■ **What is needed**
Rewrite the stretch of the Bethany Hamilton passage from "But eight years" through "Hunt (as Cheri).", replacing "tiger shark" with "great white shark".

■ **Passage provided**
________________________________________

True Grit: Bethany Hamilton's Story
Cheri Hamilton had no doubt her only daughter would grow up to become a professional surfer. At age 4 Bethany was riding waves off the beaches of her home in Kauai. By the time she was 8 she was competing in surfing contests. Taking on gigantic waves was Bethany's specialty, and her parents, both surfers, would encourage her. "We'd tell her, 'You can win this because you're strong. The other kids are going to run away from the big surf,'" recalls Cheri. And sure enough, Bethany, who squealed with delight when she caught a wave, would take home the trophy.
But eight years ago Bethany's dream of surfing greatness nearly came to an end after she was attacked by a 14-foot tiger shark that tore off her left arm. That headline-making tragedy, and her astonishing path to recovery, is the subject of a new movie, Soul Surfer, starring AnnaSophia Robb (as Bethany) and Helen Hunt (as Cheri).

________________________________________

■ **Provided information**
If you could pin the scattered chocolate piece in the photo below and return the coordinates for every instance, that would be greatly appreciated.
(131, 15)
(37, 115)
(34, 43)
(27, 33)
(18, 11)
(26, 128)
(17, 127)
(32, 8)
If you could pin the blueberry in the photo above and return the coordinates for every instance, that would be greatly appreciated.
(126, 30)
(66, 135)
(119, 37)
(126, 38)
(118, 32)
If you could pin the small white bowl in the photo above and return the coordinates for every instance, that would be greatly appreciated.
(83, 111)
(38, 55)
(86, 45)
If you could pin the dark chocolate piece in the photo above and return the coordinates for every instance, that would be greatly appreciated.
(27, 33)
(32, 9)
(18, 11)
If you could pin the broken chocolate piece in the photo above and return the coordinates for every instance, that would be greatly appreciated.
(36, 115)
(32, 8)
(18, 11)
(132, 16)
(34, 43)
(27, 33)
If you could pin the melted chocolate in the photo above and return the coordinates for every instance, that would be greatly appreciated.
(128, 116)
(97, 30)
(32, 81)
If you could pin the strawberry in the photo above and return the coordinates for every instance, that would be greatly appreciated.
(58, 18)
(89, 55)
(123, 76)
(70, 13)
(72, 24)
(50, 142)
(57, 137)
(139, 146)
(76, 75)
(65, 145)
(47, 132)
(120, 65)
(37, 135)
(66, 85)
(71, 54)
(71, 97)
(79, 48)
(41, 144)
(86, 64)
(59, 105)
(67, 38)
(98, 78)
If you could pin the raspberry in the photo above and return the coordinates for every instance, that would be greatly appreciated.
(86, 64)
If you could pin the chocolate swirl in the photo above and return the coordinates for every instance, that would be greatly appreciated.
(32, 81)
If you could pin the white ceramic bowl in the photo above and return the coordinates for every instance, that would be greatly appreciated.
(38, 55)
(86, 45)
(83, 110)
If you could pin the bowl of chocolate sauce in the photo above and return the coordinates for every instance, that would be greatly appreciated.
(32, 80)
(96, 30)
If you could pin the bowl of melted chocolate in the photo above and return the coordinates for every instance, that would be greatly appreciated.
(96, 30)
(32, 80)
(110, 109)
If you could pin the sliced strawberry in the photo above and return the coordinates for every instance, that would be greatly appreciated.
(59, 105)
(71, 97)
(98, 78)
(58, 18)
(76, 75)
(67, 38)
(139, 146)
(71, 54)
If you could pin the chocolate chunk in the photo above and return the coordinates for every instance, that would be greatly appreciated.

________________________________________

■ **Exercise answer**
But eight years ago Bethany's dream of surfing greatness nearly came to an end after she was attacked by a 14-foot great white shark that tore off her left arm. That headline-making tragedy, and her astonishing path to recovery, is the subject of a new movie, Soul Surfer, starring AnnaSophia Robb (as Bethany) and Helen Hunt (as Cheri).